• Supplied passage:
SEC Focuses on Initial Coin Offerings: Tokens May Be Securities Under Federal Securities Laws

September 12, 2017

The U.S. Securities and Exchange Commission (SEC) has recently taken several actions to make clear that it is focused on and actively monitoring the rapidly growing market for so-called “token sales” or “initial coin offerings” (ICOs). 

Summary Timeline

  • On July 25, 2017, the SEC issued: an investigative report; an investor bulletin; and a joint statement by the Divisions of Corporation Finance and Enforcement regarding their conclusion that certain ICOs may be securities under federal securities laws, and cautioning issuers and investors with respect to investments in ICOs. 
  • On August 24, 2017, the SEC contacted an ICO issuer regarding that issuer’s ongoing token sale. According to the issuer’s website, the issuer subsequently determined to cancel the ICO and refund all proceeds raised. 
  • On August 28, 2017, the SEC issued an investor alert, warning about companies making ICO-related claims. The investor alert reports that the SEC imposed trading halts on four companies in connection with claims regarding investments in ICOs or other coin- or token-related news.
  • On September 5, 2017, Steven Peikin, Co-Director of the SEC’s Division of Enforcement, in remarks to a conference at New York University,1 stated that the SEC has a number of ongoing investigations into potential fraudulent activities by companies in the blockchain and digital currency space. 

SEC Determines That Initial Coin Offerings May Be Securities Under Federal Securities Law 

On July 25, 2017, the SEC’s Division of Enforcement issued a Report of Investigation Pursuant to Section 21(a) of the Securities Exchange Act of 1934: The DAO (DAO Report). This report indicates that “The DAO is one example of a Decentralized Autonomous Organization, which is a term used to describe a ‘virtual’ organization embodied in computer code and executed on a distributed ledger or blockchain.” The DAO Report concludes that the digital tokens, which were issued for the purpose of raising funds for projects, may be deemed to be securities under the federal securities laws. According to the SEC, such securities must be registered with the Commission or eligible for an exemption from the registration requirements. The same day, the SEC’s Office of Investor Education and Advocacy issued an Investor Bulletin, addressing the topic of ICOs more generally. Concurrently, the SEC’s Divisions of Corporation Finance and Enforcement released a joint statement supporting the DAO Report and Investor Bulletin. In their statement, the Divisions noted that “the issue of whether a particular investment opportunity involves the offer or sale of a security – regardless of the terminology or technology used in the transaction – depends on the facts and circumstances, including the economic realities and structure of the enterprise.” 

Investor Bulletin 

The Investor Bulletin observes that, “[d]epending on the facts and circumstances of each individual ICO, the virtual coins or tokens that are offered or sold may be securities. If they are securities, the offer and sale of these virtual coins or tokens in an ICO are subject to the federal securities laws.” The Investor Bulletin also highlights the risks of ICO investing and provides guidance for potential investors. Among other risks, the Investor Bulletin highlights that, due to the nature of virtual currencies and digital tokens, investors may be subject to cybersecurity risk and loss resulting from hacking. Additionally, while some tokens may afford investors with rights under the federal securities laws, the SEC may have difficulty enforcing these rights on account of the difficulty in tracing and freezing assets due to the international nature and lack of central authority or custodian with respect to virtual currencies and digital tokens.

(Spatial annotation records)
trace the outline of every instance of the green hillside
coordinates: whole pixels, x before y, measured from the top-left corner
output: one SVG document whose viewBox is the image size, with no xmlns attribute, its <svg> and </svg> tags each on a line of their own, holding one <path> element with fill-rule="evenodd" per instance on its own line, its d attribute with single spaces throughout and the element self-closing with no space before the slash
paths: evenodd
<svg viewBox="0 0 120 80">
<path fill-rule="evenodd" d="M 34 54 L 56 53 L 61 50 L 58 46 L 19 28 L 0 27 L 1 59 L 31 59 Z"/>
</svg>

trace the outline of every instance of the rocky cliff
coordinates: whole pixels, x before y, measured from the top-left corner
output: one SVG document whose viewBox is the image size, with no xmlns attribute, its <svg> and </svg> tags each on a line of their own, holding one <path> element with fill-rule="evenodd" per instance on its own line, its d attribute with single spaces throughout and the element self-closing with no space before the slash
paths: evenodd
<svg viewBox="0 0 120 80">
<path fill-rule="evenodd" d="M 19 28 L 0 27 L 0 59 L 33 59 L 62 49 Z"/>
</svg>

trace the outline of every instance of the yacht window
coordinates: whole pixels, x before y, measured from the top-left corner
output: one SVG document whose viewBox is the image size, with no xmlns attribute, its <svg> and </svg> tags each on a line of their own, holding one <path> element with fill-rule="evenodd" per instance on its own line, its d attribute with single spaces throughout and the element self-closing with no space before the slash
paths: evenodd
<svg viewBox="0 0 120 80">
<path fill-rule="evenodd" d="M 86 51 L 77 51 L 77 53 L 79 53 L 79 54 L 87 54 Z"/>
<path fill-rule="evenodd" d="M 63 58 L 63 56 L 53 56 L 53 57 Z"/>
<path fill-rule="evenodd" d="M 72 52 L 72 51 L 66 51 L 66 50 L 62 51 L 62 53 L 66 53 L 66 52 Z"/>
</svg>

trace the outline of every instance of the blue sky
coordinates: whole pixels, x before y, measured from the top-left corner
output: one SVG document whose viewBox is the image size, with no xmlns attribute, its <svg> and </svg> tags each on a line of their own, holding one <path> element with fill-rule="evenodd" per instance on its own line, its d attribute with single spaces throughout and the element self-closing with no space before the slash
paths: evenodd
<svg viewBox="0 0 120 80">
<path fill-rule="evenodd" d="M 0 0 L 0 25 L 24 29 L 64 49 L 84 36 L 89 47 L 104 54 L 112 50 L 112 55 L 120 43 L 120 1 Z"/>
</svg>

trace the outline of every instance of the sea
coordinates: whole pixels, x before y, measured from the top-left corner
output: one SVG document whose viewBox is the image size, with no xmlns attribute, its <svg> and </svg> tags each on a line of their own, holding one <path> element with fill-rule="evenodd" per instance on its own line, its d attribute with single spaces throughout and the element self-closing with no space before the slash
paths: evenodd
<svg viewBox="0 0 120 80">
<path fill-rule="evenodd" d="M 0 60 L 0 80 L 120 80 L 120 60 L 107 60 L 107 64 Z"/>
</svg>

• Requirement 1:
Reproduce verbatim the portion of the SEC article starting at "Summary Timeline" and ending at "all proceeds raised.".
• Requirement 2:
According to the SEC article, on what date did the SEC issue an investor alert warning about companies making ICO-related claims?

• Solution 1:
Summary Timeline

  • On July 25, 2017, the SEC issued: an investigative report; an investor bulletin; and a joint statement by the Divisions of Corporation Finance and Enforcement regarding their conclusion that certain ICOs may be securities under federal securities laws, and cautioning issuers and investors with respect to investments in ICOs. 
  • On August 24, 2017, the SEC contacted an ICO issuer regarding that issuer’s ongoing token sale. According to the issuer’s website, the issuer subsequently determined to cancel the ICO and refund all proceeds raised.

• Solution 2:
August 28, 2017